_Text section_
################

This battle is far from lost and we should not be cowed – and nor should MPs – by the argument that these are complex questions.
When it comes to using yet more human embryos there are some very straight forward issues.
In 2001, the Government’s then Health Minister, Lord Hunt, said quite unequivocally that:
“The 1990 Act already provides the answer to the question of what happens if and when research into adult cells overtakes research using embryos: embryonic research would have to stop because the use of embryos would no longer be necessary for that research.”
It remains to be seen whether the Government will take its own advice on this matter, but I believe that this ‘Hunt Test’ must be incorporated into the new Bill. MPs should be lobbied hard to do this.
Supporters of embryonic stem cell research have long argued that the use of embryos is essential to further progress in the field. Stem cells derived from embryos have long been said to be more flexible, with more potential for use in medical treatments in humans. This perhaps explains the constant pressure from specialists to authorise more and more research into embryos, culminating in the current proposals for animal-human hybrids.
The argument that we should focus the majority of our time, energy and money on embryonic stem cell research has always been a tenuous one, but is now truly insupportable.
In December Professor Shinya Yamanaka in Japan, and Professor James Thomson in America converted adult skin cells into cells that resemble embryonic stem cells in their flexibility, rendering further experiments on human embryos in order to derive patient matched stem cells completely unnecessary.
It would perhaps be counter-productive to rehearse the considerable ethical arguments against the use of embryos in this space. At this stage of the debate many minds are already made up. Suffice to say that you don’t have to be “religious” or “a Luddite” – as opponents are sometimes caricatured – to be opposed to this technology. Yet even without the complex moral arguments, there are many reasons to prefer adult cells as a source of stem cells. Adult stem cells are providing real treatments for humans in the here and now – over 70 at the last count – and can now be used as an ethical source of cells that offer just as much promise for the medical technologies of the future as embryonic stem cells, with none of the special technical difficulties and immunological complications thrown up by the use of tiny human beings in laboratory experiments.

################

_Source material_
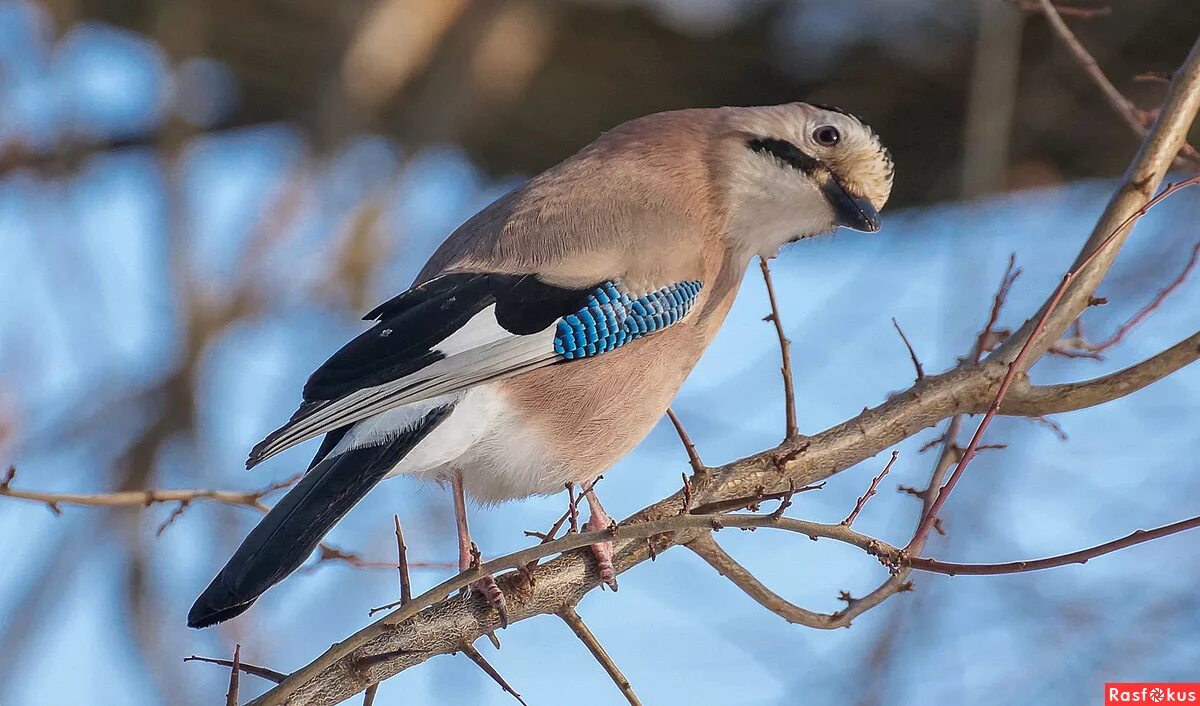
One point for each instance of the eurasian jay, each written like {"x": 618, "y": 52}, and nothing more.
{"x": 549, "y": 333}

################

_Work order_
Rewrite the embryo research text from "It remains to" to "now truly insupportable.", substituting "scientists" for "specialists".

_Finished exercise_
It remains to be seen whether the Government will take its own advice on this matter, but I believe that this ‘Hunt Test’ must be incorporated into the new Bill. MPs should be lobbied hard to do this.
Supporters of embryonic stem cell research have long argued that the use of embryos is essential to further progress in the field. Stem cells derived from embryos have long been said to be more flexible, with more potential for use in medical treatments in humans. This perhaps explains the constant pressure from scientists to authorise more and more research into embryos, culminating in the current proposals for animal-human hybrids.
The argument that we should focus the majority of our time, energy and money on embryonic stem cell research has always been a tenuous one, but is now truly insupportable.